__SET PROBLEM__
Exactly as written, retype the listing below, omitting the pictures.

__RECORDS PROVIDED__
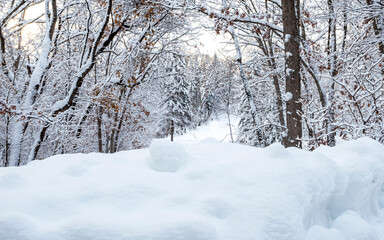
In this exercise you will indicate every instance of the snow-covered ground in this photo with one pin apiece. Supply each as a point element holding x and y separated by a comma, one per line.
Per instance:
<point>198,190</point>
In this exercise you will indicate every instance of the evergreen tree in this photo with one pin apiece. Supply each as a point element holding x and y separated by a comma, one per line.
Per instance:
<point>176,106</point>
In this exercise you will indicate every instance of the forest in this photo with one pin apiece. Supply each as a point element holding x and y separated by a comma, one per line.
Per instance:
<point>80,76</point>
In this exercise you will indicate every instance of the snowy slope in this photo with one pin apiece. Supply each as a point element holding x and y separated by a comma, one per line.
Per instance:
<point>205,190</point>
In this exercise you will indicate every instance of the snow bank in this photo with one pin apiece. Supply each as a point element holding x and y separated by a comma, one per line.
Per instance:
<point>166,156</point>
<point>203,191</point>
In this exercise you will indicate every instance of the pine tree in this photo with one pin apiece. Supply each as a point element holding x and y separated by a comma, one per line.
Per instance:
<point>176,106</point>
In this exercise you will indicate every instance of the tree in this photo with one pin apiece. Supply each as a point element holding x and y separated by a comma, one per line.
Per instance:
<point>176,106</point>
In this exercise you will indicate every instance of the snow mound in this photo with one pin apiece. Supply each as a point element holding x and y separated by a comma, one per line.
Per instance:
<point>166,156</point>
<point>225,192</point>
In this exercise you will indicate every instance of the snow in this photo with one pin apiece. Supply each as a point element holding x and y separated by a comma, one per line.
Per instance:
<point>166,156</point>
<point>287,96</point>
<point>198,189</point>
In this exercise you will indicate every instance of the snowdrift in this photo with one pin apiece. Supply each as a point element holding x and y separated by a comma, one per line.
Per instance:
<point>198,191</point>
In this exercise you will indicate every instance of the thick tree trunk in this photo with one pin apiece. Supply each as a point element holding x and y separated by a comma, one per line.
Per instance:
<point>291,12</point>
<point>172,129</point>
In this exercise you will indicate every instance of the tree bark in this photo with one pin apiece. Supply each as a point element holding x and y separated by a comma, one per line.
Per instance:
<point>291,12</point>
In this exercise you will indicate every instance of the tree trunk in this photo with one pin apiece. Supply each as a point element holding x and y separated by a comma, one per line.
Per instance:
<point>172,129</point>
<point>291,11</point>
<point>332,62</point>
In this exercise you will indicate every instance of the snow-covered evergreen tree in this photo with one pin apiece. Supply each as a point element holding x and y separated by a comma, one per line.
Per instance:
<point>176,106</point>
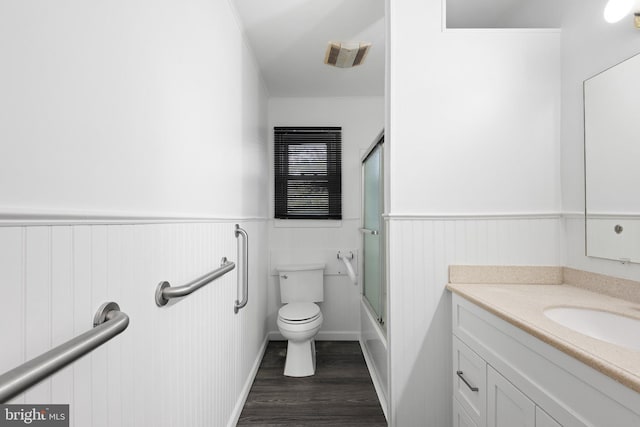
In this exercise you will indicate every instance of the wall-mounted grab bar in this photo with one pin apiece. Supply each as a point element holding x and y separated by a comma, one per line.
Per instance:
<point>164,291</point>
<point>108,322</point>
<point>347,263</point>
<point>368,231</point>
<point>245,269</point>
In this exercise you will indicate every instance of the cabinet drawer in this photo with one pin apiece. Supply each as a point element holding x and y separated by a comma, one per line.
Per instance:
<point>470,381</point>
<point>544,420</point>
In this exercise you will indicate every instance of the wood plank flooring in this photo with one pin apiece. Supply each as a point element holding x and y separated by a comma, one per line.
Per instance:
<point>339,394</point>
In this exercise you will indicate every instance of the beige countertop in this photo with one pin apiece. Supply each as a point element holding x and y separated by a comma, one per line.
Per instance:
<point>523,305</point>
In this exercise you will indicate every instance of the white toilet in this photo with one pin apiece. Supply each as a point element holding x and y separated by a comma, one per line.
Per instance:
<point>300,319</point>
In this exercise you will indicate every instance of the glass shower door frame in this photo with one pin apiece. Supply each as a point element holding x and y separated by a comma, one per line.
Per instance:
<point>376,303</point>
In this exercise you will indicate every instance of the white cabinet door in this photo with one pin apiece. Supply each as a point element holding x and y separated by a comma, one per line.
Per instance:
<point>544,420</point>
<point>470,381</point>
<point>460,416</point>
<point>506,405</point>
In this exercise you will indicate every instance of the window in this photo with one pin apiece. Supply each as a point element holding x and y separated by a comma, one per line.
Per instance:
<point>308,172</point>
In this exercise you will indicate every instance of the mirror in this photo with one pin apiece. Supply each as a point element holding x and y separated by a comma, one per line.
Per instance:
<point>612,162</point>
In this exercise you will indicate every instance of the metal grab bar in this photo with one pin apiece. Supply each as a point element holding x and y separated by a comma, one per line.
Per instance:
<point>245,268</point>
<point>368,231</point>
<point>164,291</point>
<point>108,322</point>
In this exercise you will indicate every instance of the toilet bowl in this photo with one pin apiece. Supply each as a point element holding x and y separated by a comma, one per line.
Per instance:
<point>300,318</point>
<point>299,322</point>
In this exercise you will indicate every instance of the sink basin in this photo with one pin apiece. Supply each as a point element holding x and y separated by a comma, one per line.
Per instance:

__RESPONSE TO THE TASK__
In this exercise you will indicate every instance of the snow-covered ground in this photo with one pin apiece. Supply each as a point element holding x and y separated by a comma, one per line.
Per instance:
<point>198,190</point>
In this exercise you will indicate every instance of the evergreen tree in this photo with one pin apiece. Supply each as a point element holding x and y separated by a comma, one per line.
Per instance:
<point>176,106</point>
In this exercise you will indicate every instance of the forest in this photo with one pin apiece. Supply each as a point element holding x and y separated by a comma, one per line.
Per instance:
<point>80,76</point>
In this exercise you will indicate every instance of the snowy slope in this photo with one pin apiece. Supply each as a point element holding x and y separated by a comma, one per line.
Per instance:
<point>205,190</point>
In this exercise you will indicate every instance of the snow bank in this photo with one pin apiece. Supply each as a point element holding x and y separated by a comma, one per line.
Per instance:
<point>166,156</point>
<point>203,191</point>
In this exercise you will indicate every instance of the pine tree in this photo with one pin apiece. Supply each as a point element holding x and y separated by a comma, one per line.
Per instance:
<point>176,106</point>
In this exercise you will indicate every instance of the tree in this photo with one pin apiece. Supply each as a point element holding x and y separated by a comma, one per line.
Per instance:
<point>176,106</point>
In this exercise you will indicate every instance of the snow mound in this photo with one pin apiece. Supply each as a point element holding x and y separated by a comma, one per line.
Per instance:
<point>166,156</point>
<point>225,192</point>
In this exercise you will indicate every instance of the snow in this photo with one pin apiece. Supply each as a point element holding x and y separated by a comma, one per line.
Per instance:
<point>166,156</point>
<point>287,96</point>
<point>198,189</point>
In this exercise you will indicate every instance of the snowdrift in this photo with one pin apiece. Supply each as a point element holding x and y separated by a comma, one per line.
Per instance:
<point>198,191</point>
In this exercise you will indicate every instance of the thick tree trunk in this photo with one pin apiece. Supply each as a point element holding x and y separated by a comma, one per line.
Per instance:
<point>291,12</point>
<point>172,129</point>
In this exercise you will indicate every instance of the tree bark in this photo with one pin apiece. Supply each as a point element holding x and y separated by a comma, one per line.
Per instance:
<point>291,12</point>
In this exercise you will indicate every instance of the tree trunk in this photo with one pin apiece. Supply each as a point element holding x and y separated by a comma, one per line.
Per instance:
<point>172,129</point>
<point>291,11</point>
<point>332,62</point>
In this exercise you will indicate every instance of the snow-covered evergreen tree in this photo with one pin apiece. Supply each as a point element holding x and y separated by a comma, one per line.
Per instance:
<point>176,106</point>
In this exercise you will indicate every instance of the wall-mounted grab bar in this photo with one pin apiece. Supply each as a point element holding x and y separated by a comma, one per line.
Per instance:
<point>164,291</point>
<point>108,322</point>
<point>347,263</point>
<point>368,231</point>
<point>245,269</point>
In this exercise you will indicate every instance of the cabinet drawer in this photo with one pin apiece. Supply each as a point element holding x and y separated by a comma, one per line.
Per instance:
<point>470,381</point>
<point>544,420</point>
In this exercise you will indicate every instance of the wood plank flooring in this photo with one pin apiece. Supply each as a point element holding x and y separated by a comma, one per line.
Per instance:
<point>339,394</point>
In this exercise you will indicate every instance of the beige countertop in this photo with one pin apiece. Supply each as a point element holding x and y separated by a comma, one per line.
Per instance:
<point>523,305</point>
In this exercise you will indicate every instance of the white toilet in this photo with one pin apiece. Supply each as a point element holding x and y separated by a comma, one per line.
Per instance:
<point>300,319</point>
In this exercise you will indicate every instance of the glass shower door frame in this photo with one pin apiece. Supply each as a point element holding x and y separated by a comma, one per line.
Per instance:
<point>376,303</point>
In this exercise you will indicate every instance of the white cabinet door in this photo with one pin apiece. Supply each as a point element holding x and y separated by a comma, one per line.
Per instance:
<point>544,420</point>
<point>470,381</point>
<point>460,416</point>
<point>506,405</point>
In this exercise you will indicate every instance of the window in this photo with one pin apiece. Supply each as a point element holding x and y separated by a comma, one per line.
Per instance:
<point>308,172</point>
In this exercise you will indicate every instance of the mirror in this photo with one pin apiece. Supply each as a point element holding x and y separated by a comma, one per line.
Per instance:
<point>612,162</point>
In this exercise you will indicate every instance of the metal grab bar in this photo with one pin apiece. Supply each as a point element holding x and y separated by a comma, one per line.
Per instance:
<point>245,268</point>
<point>368,231</point>
<point>164,291</point>
<point>108,322</point>
In this exercise you will indicate every instance of the toilet bowl in this photo with one pin apiece. Supply each as a point element holding x and y separated by a comma, one per line.
Per instance:
<point>300,318</point>
<point>299,322</point>
In this exercise you will indicate every instance of the sink basin in this photo with one pin apiece. Supply each as a point element holding x and y separated by a comma, one per line.
Per instance:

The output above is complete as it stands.